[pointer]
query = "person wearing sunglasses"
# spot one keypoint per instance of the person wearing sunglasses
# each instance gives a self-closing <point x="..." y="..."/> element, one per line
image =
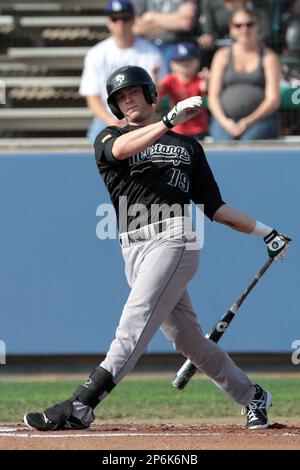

============================================================

▶ [WHAT IS REQUIRED]: Each line of the listing that includes the word "wearing" should be copied out.

▶ [ANSWER SECTION]:
query = "person wearing sunglasses"
# spot one keypoint per instance of the person wearing sunglasses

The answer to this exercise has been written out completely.